PROBLEM:
Reproduce every one of the following records line for line, changing nothing.

>> begin

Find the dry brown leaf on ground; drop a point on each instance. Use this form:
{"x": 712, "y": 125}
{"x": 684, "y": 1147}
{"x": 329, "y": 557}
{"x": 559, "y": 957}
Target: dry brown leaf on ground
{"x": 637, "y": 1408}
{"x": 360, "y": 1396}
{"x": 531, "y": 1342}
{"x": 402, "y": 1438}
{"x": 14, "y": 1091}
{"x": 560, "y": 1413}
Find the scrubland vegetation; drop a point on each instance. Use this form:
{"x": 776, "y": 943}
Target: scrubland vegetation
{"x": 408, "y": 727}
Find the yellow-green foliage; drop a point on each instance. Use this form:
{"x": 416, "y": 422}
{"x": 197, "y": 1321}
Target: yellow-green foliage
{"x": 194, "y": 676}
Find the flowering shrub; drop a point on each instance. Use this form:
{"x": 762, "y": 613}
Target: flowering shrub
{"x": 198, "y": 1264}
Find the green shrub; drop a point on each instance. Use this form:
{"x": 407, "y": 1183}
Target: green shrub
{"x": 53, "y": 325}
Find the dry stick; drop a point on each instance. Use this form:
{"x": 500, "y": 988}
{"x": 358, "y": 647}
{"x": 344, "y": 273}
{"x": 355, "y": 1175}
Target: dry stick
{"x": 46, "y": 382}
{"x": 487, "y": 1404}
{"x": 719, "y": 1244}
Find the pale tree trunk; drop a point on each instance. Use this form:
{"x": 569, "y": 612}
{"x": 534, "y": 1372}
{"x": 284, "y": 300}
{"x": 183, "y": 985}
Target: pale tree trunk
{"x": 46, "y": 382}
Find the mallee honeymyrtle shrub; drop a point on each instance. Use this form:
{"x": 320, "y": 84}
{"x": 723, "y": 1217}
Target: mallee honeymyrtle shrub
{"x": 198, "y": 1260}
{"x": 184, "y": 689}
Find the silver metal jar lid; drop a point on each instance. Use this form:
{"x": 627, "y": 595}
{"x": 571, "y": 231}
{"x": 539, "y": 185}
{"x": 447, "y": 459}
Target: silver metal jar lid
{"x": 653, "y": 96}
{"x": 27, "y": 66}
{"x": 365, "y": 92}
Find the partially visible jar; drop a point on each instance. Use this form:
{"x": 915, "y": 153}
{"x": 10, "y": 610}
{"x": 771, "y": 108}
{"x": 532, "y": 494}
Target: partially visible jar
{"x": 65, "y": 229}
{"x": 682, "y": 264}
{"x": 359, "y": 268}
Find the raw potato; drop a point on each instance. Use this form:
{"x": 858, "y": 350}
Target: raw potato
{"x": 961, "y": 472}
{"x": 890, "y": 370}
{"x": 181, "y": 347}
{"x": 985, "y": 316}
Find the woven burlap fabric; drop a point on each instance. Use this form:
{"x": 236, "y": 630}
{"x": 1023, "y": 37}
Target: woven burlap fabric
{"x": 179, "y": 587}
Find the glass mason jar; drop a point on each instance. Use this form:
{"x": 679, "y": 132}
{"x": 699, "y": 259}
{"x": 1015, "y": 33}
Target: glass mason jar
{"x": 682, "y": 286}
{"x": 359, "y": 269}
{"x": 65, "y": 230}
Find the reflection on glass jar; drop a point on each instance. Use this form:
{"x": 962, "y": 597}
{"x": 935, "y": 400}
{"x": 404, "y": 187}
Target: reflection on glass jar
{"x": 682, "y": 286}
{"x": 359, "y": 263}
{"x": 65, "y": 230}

>> end

REPLY:
Find the dry brown leaf on ground; drop a point on each instance. Use this form:
{"x": 712, "y": 125}
{"x": 684, "y": 1147}
{"x": 329, "y": 557}
{"x": 559, "y": 957}
Target: dry brown leaf on ground
{"x": 637, "y": 1408}
{"x": 360, "y": 1396}
{"x": 531, "y": 1342}
{"x": 402, "y": 1438}
{"x": 14, "y": 1091}
{"x": 560, "y": 1413}
Find the scrubland vegetation; drop a point on each instance. Use this form:
{"x": 776, "y": 943}
Target: scrubland vegetation
{"x": 408, "y": 727}
Find the yellow-green foliage; drop a point on each instance. Use this form:
{"x": 416, "y": 422}
{"x": 197, "y": 1321}
Target: yellow-green foliage
{"x": 194, "y": 676}
Find the flowering shrub; drop a point on each instance. Use this form:
{"x": 762, "y": 613}
Target: flowering shrub
{"x": 198, "y": 1264}
Find the green shrub; drop a point on each instance. Use this form:
{"x": 407, "y": 1183}
Target: green shrub
{"x": 53, "y": 325}
Find the dry stick; drop a point on each instance. Use this form:
{"x": 500, "y": 988}
{"x": 358, "y": 647}
{"x": 344, "y": 273}
{"x": 355, "y": 1175}
Target: dry stick
{"x": 46, "y": 382}
{"x": 487, "y": 1404}
{"x": 719, "y": 1244}
Find the pale tree trunk; drop a point on each instance. Use this form:
{"x": 569, "y": 612}
{"x": 534, "y": 1372}
{"x": 284, "y": 300}
{"x": 183, "y": 985}
Target: pale tree trunk
{"x": 46, "y": 382}
Find the mallee honeymyrtle shrub; drop a point on each instance. Use this form:
{"x": 320, "y": 84}
{"x": 723, "y": 1217}
Target: mallee honeymyrtle shrub
{"x": 198, "y": 1260}
{"x": 184, "y": 689}
Find the silver metal jar lid; drop a point on each instance. Use this form:
{"x": 627, "y": 595}
{"x": 571, "y": 231}
{"x": 539, "y": 185}
{"x": 447, "y": 459}
Target: silver metal jar lid
{"x": 653, "y": 96}
{"x": 27, "y": 66}
{"x": 365, "y": 92}
Find the partially visible jar; drop a point on each instance. Use this form:
{"x": 915, "y": 153}
{"x": 10, "y": 610}
{"x": 771, "y": 108}
{"x": 532, "y": 494}
Target: partially visible jar
{"x": 65, "y": 229}
{"x": 682, "y": 264}
{"x": 359, "y": 268}
Find the raw potato; drop a point on each instance. Use this form:
{"x": 858, "y": 350}
Target: raw potato
{"x": 961, "y": 472}
{"x": 890, "y": 370}
{"x": 181, "y": 347}
{"x": 985, "y": 316}
Find the woven burlap fabric; drop a point on each instance. Use this form:
{"x": 236, "y": 630}
{"x": 1023, "y": 37}
Target: woven burlap fabric
{"x": 179, "y": 587}
Find the glass mason jar; drop a point on each instance. Use this form:
{"x": 679, "y": 132}
{"x": 699, "y": 259}
{"x": 1015, "y": 33}
Target: glass mason jar
{"x": 682, "y": 286}
{"x": 359, "y": 269}
{"x": 65, "y": 230}
Find the reflection on glass jar; drop a point on each instance. Use this form:
{"x": 962, "y": 597}
{"x": 935, "y": 400}
{"x": 404, "y": 187}
Target: reflection on glass jar
{"x": 682, "y": 286}
{"x": 359, "y": 263}
{"x": 65, "y": 230}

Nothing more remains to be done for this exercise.